* begin Data supplied *

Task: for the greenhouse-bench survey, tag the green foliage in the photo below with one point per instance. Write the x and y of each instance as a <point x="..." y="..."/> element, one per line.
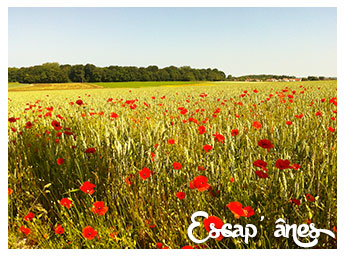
<point x="55" y="73"/>
<point x="124" y="146"/>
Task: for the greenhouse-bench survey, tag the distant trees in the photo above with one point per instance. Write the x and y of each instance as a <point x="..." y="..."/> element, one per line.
<point x="55" y="73"/>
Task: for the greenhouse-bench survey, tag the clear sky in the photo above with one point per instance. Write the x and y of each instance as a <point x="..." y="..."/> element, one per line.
<point x="238" y="41"/>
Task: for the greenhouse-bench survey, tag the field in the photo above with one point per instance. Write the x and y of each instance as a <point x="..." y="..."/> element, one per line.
<point x="127" y="167"/>
<point x="75" y="86"/>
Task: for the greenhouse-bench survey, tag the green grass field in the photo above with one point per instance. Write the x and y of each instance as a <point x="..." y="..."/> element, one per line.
<point x="120" y="140"/>
<point x="147" y="84"/>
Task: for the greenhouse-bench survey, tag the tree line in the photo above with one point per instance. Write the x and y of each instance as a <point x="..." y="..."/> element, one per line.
<point x="265" y="77"/>
<point x="56" y="73"/>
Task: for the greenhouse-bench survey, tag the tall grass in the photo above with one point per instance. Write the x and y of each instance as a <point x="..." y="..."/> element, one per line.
<point x="148" y="212"/>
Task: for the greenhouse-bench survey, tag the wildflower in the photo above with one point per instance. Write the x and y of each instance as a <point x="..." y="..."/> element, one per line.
<point x="99" y="208"/>
<point x="145" y="173"/>
<point x="29" y="216"/>
<point x="180" y="195"/>
<point x="89" y="233"/>
<point x="66" y="203"/>
<point x="87" y="187"/>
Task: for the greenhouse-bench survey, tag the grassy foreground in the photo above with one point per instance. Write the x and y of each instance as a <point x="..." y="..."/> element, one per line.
<point x="105" y="168"/>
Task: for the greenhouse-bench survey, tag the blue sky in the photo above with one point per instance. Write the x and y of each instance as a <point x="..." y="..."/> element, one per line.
<point x="238" y="41"/>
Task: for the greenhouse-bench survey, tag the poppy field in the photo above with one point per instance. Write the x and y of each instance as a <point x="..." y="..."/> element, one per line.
<point x="127" y="167"/>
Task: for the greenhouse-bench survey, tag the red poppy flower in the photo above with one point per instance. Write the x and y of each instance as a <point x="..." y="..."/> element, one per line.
<point x="28" y="125"/>
<point x="89" y="233"/>
<point x="59" y="229"/>
<point x="60" y="161"/>
<point x="29" y="216"/>
<point x="218" y="224"/>
<point x="234" y="132"/>
<point x="79" y="102"/>
<point x="12" y="119"/>
<point x="310" y="198"/>
<point x="260" y="163"/>
<point x="99" y="208"/>
<point x="56" y="125"/>
<point x="201" y="129"/>
<point x="187" y="247"/>
<point x="66" y="203"/>
<point x="295" y="166"/>
<point x="207" y="148"/>
<point x="145" y="173"/>
<point x="90" y="151"/>
<point x="295" y="201"/>
<point x="200" y="183"/>
<point x="177" y="166"/>
<point x="262" y="174"/>
<point x="129" y="179"/>
<point x="238" y="211"/>
<point x="283" y="164"/>
<point x="265" y="144"/>
<point x="256" y="125"/>
<point x="180" y="195"/>
<point x="113" y="115"/>
<point x="218" y="137"/>
<point x="25" y="230"/>
<point x="87" y="187"/>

* end Data supplied *

Lay out the records above as a two-column CSV with the columns "query" and "result". Give one row per record, put its text and its answer each in a single quoted field with line breaks replaced by spaces, and leave the pictures out.

* Complete answer *
query,result
"Task: for the greenhouse-bench survey, tag the green foliage in the photo below with one point per instance. Write the x and y of each instance as a <point x=""..."" y=""...""/> element, one per line.","<point x=""55"" y=""73""/> <point x=""124"" y=""146""/>"
"Task: for the greenhouse-bench survey, tag the distant trees in the photo above with one point per instance. Write the x and y of each instance as a <point x=""..."" y=""...""/> element, one per line.","<point x=""55"" y=""73""/>"
"Task: for the greenhouse-bench survey, tag the clear sky in the photo above with one point per instance. Write the x and y of each instance as a <point x=""..."" y=""...""/> element, one per line.","<point x=""238"" y=""41""/>"
"Task: for the greenhouse-bench survey, tag the field in the photo above with one point per instance. Write the x and y of each instance as a <point x=""..."" y=""...""/> element, one per line.","<point x=""127"" y=""167""/> <point x=""75"" y=""86""/>"
"Task: for the greenhouse-bench survey, tag the green grass field in the photo above with one point per instance. Write the x and y of each instance as a <point x=""..."" y=""...""/> element, one per line.","<point x=""120"" y=""140""/> <point x=""147"" y=""84""/>"
"Task: for the greenhouse-bench survey, tag the tree line in the photo above with one point per instance. Write the x and y of each instance as a <point x=""..."" y=""...""/> element, one per line.","<point x=""265"" y=""77""/> <point x=""56"" y=""73""/>"
"Task: for the greenhouse-bench survey, tag the tall grass in the photo above with one point per instance. Write the x and y of each instance as a <point x=""..."" y=""...""/> element, one per line.","<point x=""148"" y=""212""/>"
"Task: for the greenhouse-bench survey, tag the wildflower in the photo above with one point per instance. Write the x and y of each instance as a <point x=""..."" y=""...""/> element, one per line.","<point x=""99"" y=""208""/> <point x=""145"" y=""173""/> <point x=""29"" y=""216""/> <point x=""180"" y=""195""/> <point x=""89"" y=""233""/> <point x=""66"" y=""203""/> <point x=""87"" y=""187""/>"
"Task: for the greenhouse-bench survey, tag the grassy foreground in the photo above with one point per instance. Write the x and y of each instance as a <point x=""..."" y=""...""/> element, one per line.","<point x=""105"" y=""168""/>"
"Task: for the greenhouse-bench survey, tag the blue sky in the photo above with one point per instance. Write the x and y of each instance as a <point x=""..."" y=""...""/> element, one per line.","<point x=""238"" y=""41""/>"
"Task: for the greenhouse-bench survey, tag the poppy field in the photo above with one point per instance. Write the x and y of each instance as a <point x=""..."" y=""...""/> element, one per line.","<point x=""127"" y=""167""/>"
"Task: for the greenhouse-bench survey, tag the red poppy flower in the photo above with one point per instance. Write the x and y of each instance as a <point x=""..."" y=""...""/> element, one per line.","<point x=""28"" y=""125""/> <point x=""89"" y=""233""/> <point x=""59"" y=""229""/> <point x=""60"" y=""161""/> <point x=""29"" y=""216""/> <point x=""218"" y=""224""/> <point x=""234"" y=""132""/> <point x=""79"" y=""102""/> <point x=""12"" y=""119""/> <point x=""310"" y=""198""/> <point x=""260"" y=""163""/> <point x=""99"" y=""208""/> <point x=""56"" y=""125""/> <point x=""201"" y=""129""/> <point x=""187"" y=""247""/> <point x=""66"" y=""203""/> <point x=""295"" y=""166""/> <point x=""207"" y=""148""/> <point x=""145"" y=""173""/> <point x=""90"" y=""151""/> <point x=""295"" y=""201""/> <point x=""200"" y=""183""/> <point x=""177"" y=""166""/> <point x=""262"" y=""174""/> <point x=""129"" y=""179""/> <point x=""238"" y=""211""/> <point x=""283"" y=""164""/> <point x=""265"" y=""144""/> <point x=""256"" y=""125""/> <point x=""180"" y=""195""/> <point x=""113"" y=""115""/> <point x=""218"" y=""137""/> <point x=""25"" y=""230""/> <point x=""87"" y=""187""/>"